--- START Passage shown ---

Tuesday, June 5, 2012

Summer

Man... SUMMER IS BORING!
You know you're a band geek when...
 You just graduated and in your summer you still wake up in time to be able to go to marching band.
 You'd rather be marching than sleeping
 You could honestly go to marching band and be able to play the music from memory
I miss band so much I have nothing better to do with my life...
So i sit at home and watch star trek :)... i'd still rather be marching

Good news is I am officially signed up to be in the USU Aggie Marching Band come this fall!! So excited. SO everyone watch Halftimes.
and... I signed up for an ROTC class. Its called leadership and something life... Idk but I'm excited I'm not officially in the army but its like an into or something. I just need to build up my running skills if i'm actually gonna join the army.
I got my USU ID yesterday... SO its official I'm an AGGIE... Kinda weird. Still don't know where I'm gonna live or how I'm gonna make money but I'll get there.

--- END Passage shown ---
--- START Material supplied ---

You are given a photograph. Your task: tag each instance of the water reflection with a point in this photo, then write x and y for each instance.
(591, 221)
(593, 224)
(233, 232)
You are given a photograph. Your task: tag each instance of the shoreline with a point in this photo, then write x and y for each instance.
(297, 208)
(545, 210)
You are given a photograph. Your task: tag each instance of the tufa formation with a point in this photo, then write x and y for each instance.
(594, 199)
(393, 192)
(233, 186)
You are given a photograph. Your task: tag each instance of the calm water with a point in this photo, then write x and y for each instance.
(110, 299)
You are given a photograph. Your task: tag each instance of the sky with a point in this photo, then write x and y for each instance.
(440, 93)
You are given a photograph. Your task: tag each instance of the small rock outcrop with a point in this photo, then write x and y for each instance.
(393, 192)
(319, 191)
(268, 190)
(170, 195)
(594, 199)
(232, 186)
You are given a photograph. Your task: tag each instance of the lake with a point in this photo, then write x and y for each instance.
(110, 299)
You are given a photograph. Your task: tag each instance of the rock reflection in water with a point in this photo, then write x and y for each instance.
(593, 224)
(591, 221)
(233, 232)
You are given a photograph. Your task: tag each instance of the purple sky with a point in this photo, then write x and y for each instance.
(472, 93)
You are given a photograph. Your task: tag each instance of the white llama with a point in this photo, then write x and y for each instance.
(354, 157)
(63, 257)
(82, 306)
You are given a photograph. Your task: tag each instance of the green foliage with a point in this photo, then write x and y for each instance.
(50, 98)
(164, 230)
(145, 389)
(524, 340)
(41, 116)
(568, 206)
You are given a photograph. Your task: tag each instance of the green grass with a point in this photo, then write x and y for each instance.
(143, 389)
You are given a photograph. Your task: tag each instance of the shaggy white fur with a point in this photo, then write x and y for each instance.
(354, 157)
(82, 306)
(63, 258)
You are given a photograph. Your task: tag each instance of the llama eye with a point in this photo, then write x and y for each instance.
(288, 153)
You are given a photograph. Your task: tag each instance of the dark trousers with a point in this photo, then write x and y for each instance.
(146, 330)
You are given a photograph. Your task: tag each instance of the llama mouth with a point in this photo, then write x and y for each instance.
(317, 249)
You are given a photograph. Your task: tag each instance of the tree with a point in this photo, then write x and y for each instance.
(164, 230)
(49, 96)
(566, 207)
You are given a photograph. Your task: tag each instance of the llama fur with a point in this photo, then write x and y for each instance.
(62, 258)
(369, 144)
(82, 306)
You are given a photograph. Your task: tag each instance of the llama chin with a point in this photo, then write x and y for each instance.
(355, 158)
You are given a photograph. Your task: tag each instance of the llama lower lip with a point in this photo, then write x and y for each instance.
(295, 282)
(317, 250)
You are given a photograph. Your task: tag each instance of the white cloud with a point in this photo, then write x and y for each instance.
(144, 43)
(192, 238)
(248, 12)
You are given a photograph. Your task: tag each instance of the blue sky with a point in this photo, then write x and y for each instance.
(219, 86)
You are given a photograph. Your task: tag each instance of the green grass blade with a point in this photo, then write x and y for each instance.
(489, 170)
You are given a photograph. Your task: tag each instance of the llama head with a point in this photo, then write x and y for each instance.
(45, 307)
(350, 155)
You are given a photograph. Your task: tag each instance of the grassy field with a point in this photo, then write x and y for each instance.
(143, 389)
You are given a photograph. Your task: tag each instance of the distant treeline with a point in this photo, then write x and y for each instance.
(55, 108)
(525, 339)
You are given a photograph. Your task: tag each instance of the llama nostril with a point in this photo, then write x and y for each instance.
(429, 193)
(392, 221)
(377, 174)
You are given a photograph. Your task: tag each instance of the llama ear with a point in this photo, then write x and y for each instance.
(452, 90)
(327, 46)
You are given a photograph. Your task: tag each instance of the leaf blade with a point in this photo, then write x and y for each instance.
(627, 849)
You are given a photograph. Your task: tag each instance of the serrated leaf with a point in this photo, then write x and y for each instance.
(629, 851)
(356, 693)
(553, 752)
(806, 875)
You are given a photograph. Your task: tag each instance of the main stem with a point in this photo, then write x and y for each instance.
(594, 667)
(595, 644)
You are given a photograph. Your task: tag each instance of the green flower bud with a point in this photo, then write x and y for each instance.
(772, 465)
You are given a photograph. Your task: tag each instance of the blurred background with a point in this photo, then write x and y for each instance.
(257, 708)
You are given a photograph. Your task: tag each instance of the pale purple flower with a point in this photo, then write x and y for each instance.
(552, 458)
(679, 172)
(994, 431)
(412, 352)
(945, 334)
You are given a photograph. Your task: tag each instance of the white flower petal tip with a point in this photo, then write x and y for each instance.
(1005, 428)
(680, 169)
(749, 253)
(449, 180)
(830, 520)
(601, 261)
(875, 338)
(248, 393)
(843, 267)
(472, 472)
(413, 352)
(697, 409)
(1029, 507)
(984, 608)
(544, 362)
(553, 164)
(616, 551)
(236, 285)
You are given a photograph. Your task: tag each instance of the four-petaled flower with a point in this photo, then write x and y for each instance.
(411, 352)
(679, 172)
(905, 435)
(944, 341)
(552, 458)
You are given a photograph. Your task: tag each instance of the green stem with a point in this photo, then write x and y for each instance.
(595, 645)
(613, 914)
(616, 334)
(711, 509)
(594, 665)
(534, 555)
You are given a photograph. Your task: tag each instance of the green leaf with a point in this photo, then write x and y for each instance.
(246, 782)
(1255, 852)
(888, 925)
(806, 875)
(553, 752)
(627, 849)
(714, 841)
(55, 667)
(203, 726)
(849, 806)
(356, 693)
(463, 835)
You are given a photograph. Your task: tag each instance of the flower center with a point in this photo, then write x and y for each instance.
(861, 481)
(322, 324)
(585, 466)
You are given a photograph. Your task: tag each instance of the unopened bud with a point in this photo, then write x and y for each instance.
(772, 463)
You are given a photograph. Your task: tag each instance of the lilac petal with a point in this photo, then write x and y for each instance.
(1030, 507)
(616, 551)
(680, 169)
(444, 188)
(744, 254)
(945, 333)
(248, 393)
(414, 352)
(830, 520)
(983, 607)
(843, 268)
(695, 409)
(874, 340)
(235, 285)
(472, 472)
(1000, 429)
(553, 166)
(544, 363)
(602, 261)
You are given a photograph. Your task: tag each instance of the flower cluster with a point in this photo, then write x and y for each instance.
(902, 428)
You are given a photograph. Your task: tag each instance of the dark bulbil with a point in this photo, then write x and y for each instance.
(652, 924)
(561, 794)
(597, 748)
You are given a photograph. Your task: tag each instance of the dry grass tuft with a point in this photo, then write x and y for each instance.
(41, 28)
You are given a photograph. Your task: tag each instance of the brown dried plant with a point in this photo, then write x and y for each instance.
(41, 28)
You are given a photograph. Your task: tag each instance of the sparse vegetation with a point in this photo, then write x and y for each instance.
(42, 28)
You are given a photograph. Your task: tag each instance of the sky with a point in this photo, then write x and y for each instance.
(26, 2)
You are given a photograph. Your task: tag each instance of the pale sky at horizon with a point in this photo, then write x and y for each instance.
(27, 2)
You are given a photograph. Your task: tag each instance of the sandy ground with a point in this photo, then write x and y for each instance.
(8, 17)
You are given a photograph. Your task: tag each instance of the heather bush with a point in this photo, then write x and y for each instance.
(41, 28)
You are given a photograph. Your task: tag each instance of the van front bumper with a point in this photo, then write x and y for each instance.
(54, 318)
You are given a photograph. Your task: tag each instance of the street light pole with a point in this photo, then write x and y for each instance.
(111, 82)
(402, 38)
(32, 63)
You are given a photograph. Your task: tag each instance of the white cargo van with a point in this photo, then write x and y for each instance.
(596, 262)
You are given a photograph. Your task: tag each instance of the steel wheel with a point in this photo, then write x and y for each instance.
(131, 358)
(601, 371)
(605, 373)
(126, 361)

--- END Material supplied ---

**Goal:** Please retype the stretch of the summer blog post above from "and... I signed" through "I'll get there." word for word.

**Answer to the exercise:**
and... I signed up for an ROTC class. Its called leadership and something life... Idk but I'm excited I'm not officially in the army but its like an into or something. I just need to build up my running skills if i'm actually gonna join the army.
I got my USU ID yesterday... SO its official I'm an AGGIE... Kinda weird. Still don't know where I'm gonna live or how I'm gonna make money but I'll get there.